_Extract provided:_
▽

All that glitters is the possibility
The Baron de Castin, after whom our town is named, stashed six trunks of gold somewhere on this peninsula according to legend. It could be anywhere, since more then 300 years have passed since the baron was traipsing around this wooded region on the Penobscot River in Maine.
And that's what I told Jim when he came to dig the leach field for our septic system. I said the same thing to Wade when he dug the foundation hole. I say the same thing to myself whenever I scratch the surface of the plow layer with my tractor.
"I'll split the gold with you, if you happen to uncover it with the excavator," I told them. It seemed like a pretty good incentive for paying attention to detail while removing topsoil, the dollar being at such a low ebb against the euro. "The baron's gold" has a very nice cachet. Treasure in the leach field! In the onion patch! Every walk in the woods another chance to strike it rich!
The legend of the baron's gold gained credence 100 years ago when a couple of woodcutters found some 17th-century gold coins washing out of a bank over on Johnson Point in the Northern Bay of the Bagaduce River. Something glittered at them as they were skidding trees to the river. It was the real thing, and old but the coins had been minted a few years after the baron had returned to his native France. So it must have been his daughter's gold. Close enough.

△

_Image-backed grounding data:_
▽

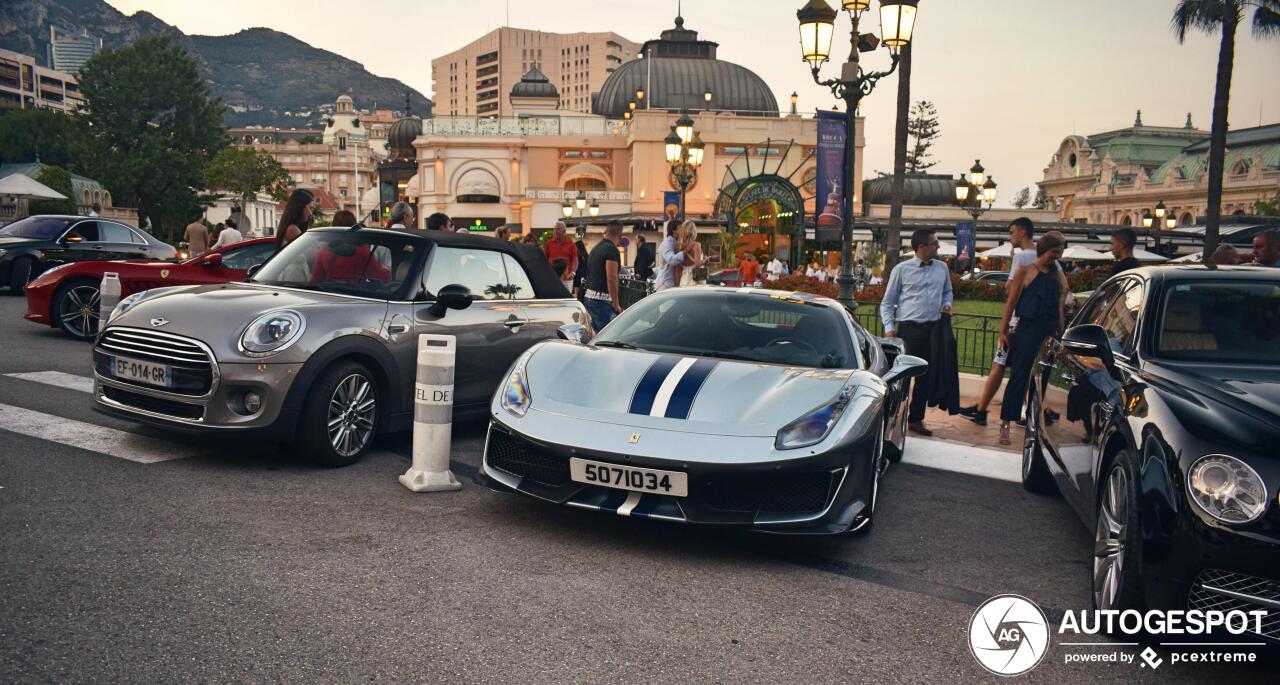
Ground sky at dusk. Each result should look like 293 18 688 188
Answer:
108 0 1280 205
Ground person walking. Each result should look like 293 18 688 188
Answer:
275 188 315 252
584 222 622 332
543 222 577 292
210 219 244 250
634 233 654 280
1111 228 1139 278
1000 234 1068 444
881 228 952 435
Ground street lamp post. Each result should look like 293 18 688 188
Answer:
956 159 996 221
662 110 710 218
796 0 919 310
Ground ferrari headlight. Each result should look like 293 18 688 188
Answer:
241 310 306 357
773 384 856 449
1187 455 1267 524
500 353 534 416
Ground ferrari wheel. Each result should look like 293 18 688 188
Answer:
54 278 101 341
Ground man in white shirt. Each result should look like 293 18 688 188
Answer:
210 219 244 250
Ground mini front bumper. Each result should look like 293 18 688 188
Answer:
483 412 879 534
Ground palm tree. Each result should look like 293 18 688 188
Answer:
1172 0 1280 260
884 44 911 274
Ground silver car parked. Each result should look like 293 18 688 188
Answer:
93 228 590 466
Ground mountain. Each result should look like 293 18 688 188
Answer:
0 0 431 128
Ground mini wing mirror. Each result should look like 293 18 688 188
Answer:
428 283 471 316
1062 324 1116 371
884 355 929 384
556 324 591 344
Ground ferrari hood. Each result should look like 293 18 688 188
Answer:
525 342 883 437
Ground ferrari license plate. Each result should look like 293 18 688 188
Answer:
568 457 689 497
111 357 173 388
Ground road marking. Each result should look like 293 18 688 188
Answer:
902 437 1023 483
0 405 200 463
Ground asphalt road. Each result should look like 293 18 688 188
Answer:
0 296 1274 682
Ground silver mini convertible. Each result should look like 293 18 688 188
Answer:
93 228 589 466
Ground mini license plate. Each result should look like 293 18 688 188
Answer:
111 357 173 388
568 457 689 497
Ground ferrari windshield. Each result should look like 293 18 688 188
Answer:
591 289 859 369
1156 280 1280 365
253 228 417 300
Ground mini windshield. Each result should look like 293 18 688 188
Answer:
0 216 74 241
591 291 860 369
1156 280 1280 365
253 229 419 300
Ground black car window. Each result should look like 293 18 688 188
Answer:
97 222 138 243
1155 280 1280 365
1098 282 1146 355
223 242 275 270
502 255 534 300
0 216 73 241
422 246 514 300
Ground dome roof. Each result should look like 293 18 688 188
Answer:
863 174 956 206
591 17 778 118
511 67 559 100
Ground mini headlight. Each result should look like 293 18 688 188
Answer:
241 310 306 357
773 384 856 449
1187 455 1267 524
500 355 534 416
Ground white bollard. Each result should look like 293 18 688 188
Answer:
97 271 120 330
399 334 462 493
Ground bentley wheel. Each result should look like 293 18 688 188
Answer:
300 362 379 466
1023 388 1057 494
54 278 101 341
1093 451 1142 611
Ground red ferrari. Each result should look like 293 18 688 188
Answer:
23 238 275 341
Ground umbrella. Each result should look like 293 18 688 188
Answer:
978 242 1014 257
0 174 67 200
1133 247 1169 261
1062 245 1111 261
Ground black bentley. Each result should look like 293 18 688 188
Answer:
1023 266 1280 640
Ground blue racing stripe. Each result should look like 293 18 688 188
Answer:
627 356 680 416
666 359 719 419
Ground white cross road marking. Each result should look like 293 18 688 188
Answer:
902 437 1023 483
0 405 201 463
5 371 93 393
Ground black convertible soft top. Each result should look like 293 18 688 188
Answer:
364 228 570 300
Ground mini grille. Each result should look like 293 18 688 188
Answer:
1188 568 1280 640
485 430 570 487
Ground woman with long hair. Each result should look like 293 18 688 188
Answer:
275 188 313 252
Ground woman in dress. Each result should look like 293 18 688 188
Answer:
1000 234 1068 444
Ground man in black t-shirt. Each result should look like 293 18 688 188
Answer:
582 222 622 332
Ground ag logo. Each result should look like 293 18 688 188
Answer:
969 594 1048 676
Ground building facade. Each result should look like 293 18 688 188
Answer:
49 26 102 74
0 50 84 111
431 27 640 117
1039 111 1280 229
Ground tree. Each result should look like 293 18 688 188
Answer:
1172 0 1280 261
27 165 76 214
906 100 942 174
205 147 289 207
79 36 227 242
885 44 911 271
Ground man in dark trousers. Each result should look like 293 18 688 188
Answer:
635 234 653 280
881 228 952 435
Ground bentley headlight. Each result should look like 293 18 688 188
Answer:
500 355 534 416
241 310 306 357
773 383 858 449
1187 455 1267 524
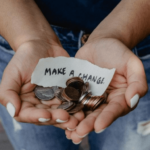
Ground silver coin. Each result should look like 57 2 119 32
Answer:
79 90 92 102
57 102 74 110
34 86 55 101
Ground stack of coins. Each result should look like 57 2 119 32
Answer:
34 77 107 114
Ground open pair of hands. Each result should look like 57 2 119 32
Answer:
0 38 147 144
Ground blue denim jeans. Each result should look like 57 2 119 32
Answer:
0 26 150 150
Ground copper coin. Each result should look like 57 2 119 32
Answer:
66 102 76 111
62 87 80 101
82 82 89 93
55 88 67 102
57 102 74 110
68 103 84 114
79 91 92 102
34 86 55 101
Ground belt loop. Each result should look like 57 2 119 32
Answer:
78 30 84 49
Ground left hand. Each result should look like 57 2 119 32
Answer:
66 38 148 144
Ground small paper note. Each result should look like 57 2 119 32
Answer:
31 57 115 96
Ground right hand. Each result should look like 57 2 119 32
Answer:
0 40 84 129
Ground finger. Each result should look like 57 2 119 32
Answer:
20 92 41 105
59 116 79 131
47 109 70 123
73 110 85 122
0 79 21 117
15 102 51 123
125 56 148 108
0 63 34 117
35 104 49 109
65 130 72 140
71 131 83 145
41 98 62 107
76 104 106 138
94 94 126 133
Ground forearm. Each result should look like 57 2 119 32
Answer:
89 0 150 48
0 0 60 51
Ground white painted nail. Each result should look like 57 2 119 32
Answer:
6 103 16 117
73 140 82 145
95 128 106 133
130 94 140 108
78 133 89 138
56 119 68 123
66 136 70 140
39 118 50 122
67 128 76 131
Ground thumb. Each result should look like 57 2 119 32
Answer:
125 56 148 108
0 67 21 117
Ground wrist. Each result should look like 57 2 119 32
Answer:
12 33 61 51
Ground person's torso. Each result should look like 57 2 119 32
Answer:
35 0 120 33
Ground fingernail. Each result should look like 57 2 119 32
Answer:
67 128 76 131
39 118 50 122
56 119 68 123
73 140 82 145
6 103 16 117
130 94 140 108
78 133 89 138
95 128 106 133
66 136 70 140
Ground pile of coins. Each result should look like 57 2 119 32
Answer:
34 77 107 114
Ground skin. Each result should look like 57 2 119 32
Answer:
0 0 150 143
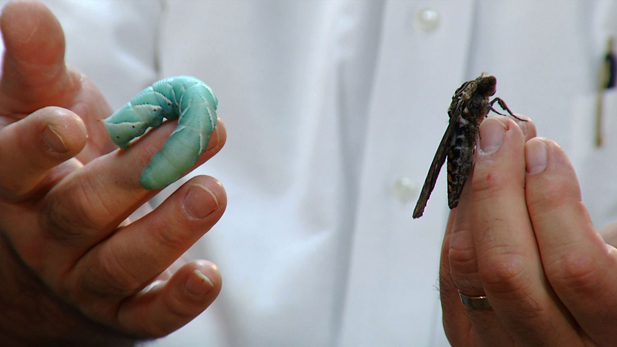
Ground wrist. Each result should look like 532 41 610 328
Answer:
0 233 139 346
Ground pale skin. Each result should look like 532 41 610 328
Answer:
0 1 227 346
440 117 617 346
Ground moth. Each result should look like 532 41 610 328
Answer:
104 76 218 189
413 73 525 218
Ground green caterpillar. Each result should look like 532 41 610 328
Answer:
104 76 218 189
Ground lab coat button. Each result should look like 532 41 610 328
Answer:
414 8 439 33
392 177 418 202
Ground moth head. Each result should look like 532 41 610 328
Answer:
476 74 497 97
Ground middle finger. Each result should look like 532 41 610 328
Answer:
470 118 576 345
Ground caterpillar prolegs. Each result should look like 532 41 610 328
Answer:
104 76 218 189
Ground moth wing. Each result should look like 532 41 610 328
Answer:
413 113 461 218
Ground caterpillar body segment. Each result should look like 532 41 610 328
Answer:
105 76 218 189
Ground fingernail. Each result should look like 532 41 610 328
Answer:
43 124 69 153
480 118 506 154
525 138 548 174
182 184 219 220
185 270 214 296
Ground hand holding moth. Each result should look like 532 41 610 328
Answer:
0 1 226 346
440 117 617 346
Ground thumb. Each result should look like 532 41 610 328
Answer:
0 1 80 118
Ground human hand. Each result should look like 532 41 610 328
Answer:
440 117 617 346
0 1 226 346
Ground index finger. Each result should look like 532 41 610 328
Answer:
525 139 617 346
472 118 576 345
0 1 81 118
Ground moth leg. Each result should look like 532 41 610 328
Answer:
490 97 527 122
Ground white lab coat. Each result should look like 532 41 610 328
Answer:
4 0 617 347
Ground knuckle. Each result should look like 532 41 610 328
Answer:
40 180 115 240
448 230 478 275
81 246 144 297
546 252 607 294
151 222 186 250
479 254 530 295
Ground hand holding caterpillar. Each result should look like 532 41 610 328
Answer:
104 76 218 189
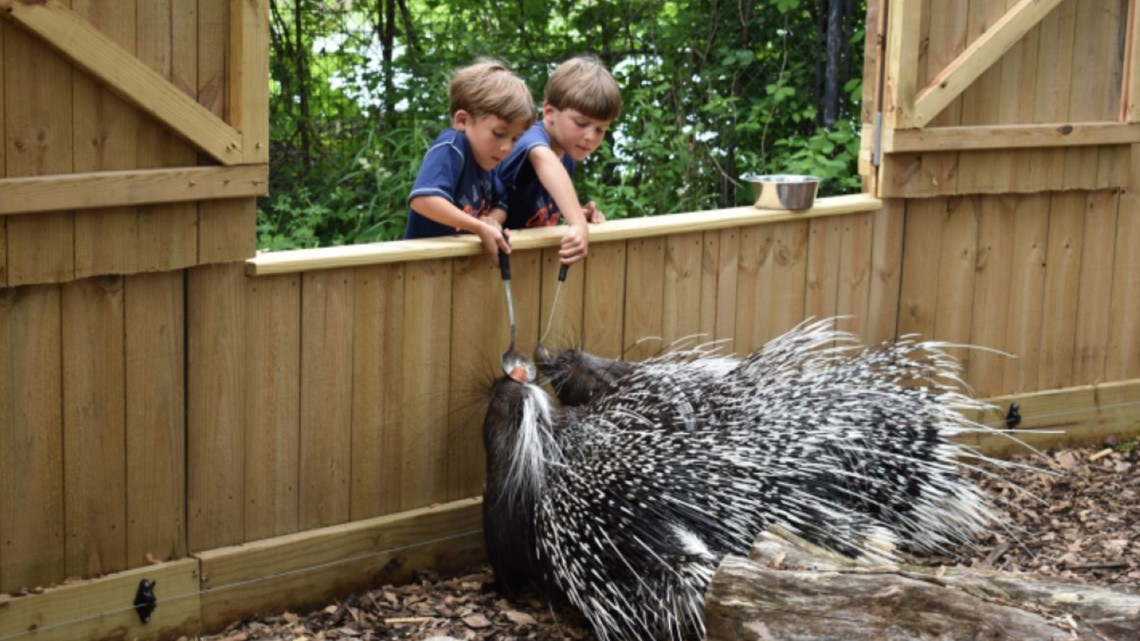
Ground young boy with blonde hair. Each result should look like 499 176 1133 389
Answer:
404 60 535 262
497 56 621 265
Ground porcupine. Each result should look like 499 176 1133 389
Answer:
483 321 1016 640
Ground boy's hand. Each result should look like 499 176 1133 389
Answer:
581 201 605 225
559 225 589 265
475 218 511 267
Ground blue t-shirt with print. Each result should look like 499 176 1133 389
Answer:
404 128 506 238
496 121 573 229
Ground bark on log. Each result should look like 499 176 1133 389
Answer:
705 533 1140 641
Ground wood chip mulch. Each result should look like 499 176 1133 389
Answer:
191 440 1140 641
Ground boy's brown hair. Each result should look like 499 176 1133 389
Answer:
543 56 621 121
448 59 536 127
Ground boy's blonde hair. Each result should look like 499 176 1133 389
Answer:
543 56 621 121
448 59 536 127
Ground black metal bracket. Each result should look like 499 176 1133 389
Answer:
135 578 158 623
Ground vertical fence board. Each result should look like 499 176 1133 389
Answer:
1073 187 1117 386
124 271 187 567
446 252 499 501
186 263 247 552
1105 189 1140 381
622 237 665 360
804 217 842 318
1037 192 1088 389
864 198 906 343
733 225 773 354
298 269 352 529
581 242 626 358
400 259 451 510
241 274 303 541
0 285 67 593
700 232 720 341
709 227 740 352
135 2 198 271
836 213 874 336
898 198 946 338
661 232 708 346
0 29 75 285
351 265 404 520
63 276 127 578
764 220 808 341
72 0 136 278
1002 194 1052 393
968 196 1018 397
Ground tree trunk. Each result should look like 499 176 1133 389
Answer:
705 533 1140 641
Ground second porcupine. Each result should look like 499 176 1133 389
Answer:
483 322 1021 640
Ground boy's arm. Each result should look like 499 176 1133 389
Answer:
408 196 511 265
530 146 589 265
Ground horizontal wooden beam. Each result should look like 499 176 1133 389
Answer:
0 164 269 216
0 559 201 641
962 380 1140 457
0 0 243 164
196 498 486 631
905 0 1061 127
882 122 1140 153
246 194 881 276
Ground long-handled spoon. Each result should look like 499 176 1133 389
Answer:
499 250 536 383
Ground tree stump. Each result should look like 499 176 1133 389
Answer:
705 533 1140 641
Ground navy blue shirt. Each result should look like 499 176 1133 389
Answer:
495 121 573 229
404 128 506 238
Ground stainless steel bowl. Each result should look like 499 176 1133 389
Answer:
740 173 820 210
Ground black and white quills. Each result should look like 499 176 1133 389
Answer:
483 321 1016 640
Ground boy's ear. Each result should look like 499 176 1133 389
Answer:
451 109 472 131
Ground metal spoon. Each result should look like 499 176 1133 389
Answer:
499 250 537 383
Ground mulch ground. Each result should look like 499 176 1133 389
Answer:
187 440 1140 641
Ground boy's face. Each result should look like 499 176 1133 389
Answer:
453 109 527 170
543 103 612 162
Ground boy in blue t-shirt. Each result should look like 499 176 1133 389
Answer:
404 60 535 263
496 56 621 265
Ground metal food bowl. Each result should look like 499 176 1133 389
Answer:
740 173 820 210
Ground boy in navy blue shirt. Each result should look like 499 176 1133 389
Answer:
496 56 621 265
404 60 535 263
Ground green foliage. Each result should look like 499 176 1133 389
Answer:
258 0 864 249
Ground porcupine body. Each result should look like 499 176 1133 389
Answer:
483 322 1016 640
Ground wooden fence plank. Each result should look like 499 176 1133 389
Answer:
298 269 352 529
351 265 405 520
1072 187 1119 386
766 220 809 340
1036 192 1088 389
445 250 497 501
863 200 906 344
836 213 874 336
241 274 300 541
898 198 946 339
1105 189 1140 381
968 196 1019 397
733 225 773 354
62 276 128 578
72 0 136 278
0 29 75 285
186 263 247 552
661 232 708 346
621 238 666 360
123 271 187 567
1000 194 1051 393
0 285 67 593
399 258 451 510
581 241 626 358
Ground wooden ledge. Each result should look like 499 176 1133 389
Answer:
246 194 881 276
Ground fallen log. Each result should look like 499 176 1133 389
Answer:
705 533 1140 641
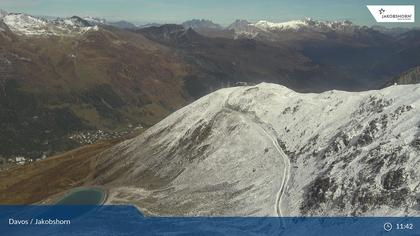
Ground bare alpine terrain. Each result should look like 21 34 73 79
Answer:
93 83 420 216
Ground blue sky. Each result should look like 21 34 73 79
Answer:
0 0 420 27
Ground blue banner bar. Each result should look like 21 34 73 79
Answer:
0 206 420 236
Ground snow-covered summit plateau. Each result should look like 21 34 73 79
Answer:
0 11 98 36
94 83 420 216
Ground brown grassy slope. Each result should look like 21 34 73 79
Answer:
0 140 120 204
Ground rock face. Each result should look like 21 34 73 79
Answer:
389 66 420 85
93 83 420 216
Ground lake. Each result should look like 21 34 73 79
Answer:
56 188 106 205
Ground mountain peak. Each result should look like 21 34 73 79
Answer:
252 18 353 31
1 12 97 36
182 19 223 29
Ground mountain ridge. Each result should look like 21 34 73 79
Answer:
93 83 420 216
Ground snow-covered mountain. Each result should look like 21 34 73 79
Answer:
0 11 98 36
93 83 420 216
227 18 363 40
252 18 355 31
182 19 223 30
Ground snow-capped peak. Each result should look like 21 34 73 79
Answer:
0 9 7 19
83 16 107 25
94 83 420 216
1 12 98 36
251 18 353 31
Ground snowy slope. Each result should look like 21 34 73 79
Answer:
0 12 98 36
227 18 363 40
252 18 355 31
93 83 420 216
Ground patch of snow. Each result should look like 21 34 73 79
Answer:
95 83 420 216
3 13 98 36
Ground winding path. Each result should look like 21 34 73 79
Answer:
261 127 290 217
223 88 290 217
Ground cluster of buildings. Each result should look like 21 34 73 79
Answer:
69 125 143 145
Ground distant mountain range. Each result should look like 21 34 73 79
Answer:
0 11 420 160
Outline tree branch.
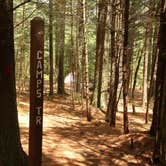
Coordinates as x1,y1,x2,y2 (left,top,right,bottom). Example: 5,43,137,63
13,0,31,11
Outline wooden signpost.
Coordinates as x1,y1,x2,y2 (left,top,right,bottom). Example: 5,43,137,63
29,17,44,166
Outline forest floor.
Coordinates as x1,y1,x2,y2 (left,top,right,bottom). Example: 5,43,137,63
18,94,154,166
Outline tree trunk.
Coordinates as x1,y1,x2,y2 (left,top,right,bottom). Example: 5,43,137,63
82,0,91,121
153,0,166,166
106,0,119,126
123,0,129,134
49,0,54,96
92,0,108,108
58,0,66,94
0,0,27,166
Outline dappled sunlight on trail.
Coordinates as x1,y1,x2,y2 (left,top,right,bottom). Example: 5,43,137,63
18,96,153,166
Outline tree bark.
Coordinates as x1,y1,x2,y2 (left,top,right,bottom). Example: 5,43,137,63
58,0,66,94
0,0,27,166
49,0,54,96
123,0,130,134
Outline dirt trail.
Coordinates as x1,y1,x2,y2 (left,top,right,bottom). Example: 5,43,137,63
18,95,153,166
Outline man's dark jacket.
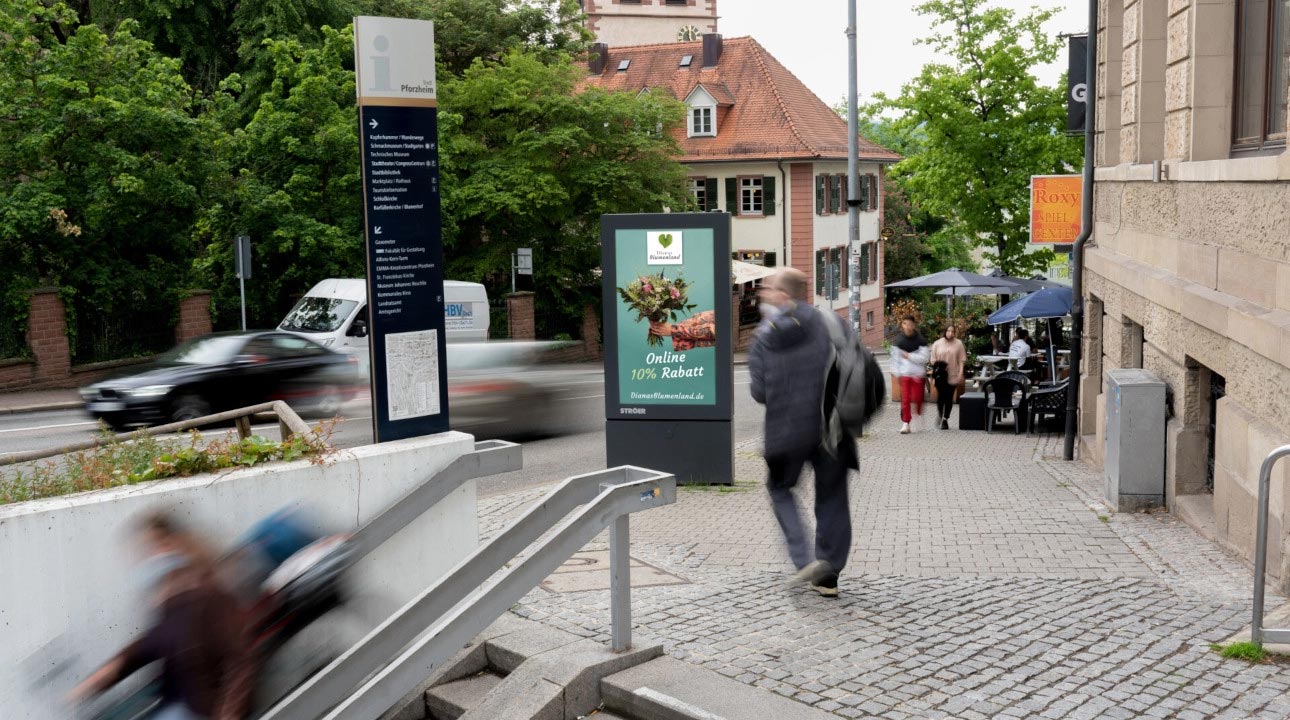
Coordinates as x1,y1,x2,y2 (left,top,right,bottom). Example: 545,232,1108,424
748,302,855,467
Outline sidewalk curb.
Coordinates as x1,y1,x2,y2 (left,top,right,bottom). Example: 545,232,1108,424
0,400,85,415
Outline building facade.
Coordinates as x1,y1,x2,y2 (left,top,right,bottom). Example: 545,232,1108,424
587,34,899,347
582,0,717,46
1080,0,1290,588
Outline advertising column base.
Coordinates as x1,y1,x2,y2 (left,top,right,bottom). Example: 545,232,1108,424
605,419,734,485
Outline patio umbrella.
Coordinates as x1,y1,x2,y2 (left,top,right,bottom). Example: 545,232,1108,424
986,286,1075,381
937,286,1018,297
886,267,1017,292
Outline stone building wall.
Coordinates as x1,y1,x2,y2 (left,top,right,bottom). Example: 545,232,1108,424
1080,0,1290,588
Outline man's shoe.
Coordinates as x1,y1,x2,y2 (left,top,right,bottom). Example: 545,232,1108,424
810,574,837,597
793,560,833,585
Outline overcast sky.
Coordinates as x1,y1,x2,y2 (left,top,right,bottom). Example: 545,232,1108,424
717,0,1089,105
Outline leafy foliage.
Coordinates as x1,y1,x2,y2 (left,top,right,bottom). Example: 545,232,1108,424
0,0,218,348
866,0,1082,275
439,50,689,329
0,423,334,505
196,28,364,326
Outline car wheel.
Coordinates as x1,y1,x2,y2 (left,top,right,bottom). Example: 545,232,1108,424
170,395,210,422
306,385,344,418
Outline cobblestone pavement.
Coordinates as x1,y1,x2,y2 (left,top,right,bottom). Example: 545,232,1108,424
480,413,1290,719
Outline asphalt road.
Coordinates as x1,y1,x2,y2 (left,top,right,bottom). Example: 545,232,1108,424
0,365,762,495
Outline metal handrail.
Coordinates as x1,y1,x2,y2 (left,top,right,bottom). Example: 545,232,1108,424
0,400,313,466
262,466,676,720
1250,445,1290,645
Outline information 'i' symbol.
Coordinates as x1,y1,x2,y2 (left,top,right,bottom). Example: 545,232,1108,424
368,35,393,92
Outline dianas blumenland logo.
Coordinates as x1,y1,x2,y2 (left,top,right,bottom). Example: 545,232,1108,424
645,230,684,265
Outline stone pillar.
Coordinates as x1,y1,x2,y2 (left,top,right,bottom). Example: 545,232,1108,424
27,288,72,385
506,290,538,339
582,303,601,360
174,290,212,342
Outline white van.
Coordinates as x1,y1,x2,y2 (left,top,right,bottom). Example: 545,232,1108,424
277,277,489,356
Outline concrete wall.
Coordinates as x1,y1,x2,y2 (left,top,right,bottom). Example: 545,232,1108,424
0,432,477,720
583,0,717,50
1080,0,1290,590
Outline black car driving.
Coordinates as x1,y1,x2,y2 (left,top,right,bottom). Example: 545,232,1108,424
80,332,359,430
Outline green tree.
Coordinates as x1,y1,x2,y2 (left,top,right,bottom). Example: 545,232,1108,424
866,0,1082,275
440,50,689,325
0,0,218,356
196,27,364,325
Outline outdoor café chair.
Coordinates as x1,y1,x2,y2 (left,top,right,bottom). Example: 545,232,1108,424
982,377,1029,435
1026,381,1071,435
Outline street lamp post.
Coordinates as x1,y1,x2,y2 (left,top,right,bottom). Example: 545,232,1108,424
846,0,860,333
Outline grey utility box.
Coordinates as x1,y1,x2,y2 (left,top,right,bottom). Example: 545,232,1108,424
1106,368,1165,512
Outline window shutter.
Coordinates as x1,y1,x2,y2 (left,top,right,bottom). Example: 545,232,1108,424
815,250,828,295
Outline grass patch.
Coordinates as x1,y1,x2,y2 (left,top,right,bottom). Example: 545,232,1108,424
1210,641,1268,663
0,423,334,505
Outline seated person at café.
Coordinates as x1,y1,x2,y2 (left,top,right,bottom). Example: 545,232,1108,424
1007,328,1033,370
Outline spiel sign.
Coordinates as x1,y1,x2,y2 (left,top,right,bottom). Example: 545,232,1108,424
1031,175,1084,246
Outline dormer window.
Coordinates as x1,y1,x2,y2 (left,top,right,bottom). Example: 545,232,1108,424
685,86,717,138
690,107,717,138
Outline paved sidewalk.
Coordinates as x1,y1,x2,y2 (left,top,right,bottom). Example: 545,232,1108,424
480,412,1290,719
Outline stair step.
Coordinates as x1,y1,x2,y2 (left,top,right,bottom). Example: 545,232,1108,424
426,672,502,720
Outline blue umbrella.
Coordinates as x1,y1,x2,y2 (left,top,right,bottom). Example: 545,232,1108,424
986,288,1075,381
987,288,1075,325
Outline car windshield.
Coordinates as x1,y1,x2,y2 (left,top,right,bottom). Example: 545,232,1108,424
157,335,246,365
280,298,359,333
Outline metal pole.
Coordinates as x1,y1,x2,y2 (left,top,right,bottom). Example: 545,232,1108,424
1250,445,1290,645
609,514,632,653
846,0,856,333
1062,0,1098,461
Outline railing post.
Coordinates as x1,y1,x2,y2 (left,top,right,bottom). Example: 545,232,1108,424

△

_Parts of the exercise:_
1. In the piece about the Baron de Castin's gold, how many trunks of gold did the legend say he hid on the peninsula?
2. Please carry on the piece about the Baron de Castin's gold, starting after its final sentence.

_Written responses:_
1. Six trunks.

2.
It makes it tempting to turn over every rock that looks as if it might have been left as a marker, or that has 300 years' worth of topsoil surrounding it. Glacial erratics start to look like signs saying "Dig Here."
The fields and woods of Castine are littered with historical artifacts, since human habitation and warfare in these parts date back 400 years. When I move dirt from piles of solid fill to our garden, I inevitably come up with bits of old china, glass, rusty machinery, and even intact patent medicine bottles. And every so often you see someone making a concerted effort to find treasure rather than just stumble upon it.